## Start

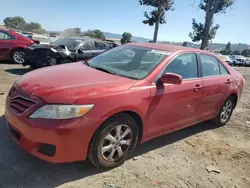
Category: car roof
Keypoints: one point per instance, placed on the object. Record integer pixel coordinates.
(168, 47)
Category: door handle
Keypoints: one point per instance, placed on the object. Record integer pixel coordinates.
(197, 87)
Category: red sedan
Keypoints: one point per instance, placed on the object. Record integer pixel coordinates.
(13, 45)
(101, 109)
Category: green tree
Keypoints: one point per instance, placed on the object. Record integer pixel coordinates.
(246, 52)
(227, 50)
(16, 22)
(184, 43)
(156, 16)
(32, 26)
(205, 32)
(236, 52)
(98, 34)
(126, 37)
(73, 32)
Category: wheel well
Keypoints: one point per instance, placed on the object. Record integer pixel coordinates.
(139, 122)
(235, 97)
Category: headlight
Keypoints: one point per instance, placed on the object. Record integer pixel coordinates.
(55, 111)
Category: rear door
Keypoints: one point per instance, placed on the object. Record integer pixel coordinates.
(6, 44)
(216, 82)
(175, 106)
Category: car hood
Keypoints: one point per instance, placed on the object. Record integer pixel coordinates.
(70, 82)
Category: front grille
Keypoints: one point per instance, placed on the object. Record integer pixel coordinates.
(47, 149)
(19, 105)
(14, 133)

## End

● Problem statement: Quote the lines of the rows, starting at the line that contains "Category: front grille" and ending at the last line of the rows, both included.

● Reply:
Category: front grille
Keypoints: one point per instance, placed on the object. Record integer pixel coordinates.
(47, 149)
(19, 105)
(14, 133)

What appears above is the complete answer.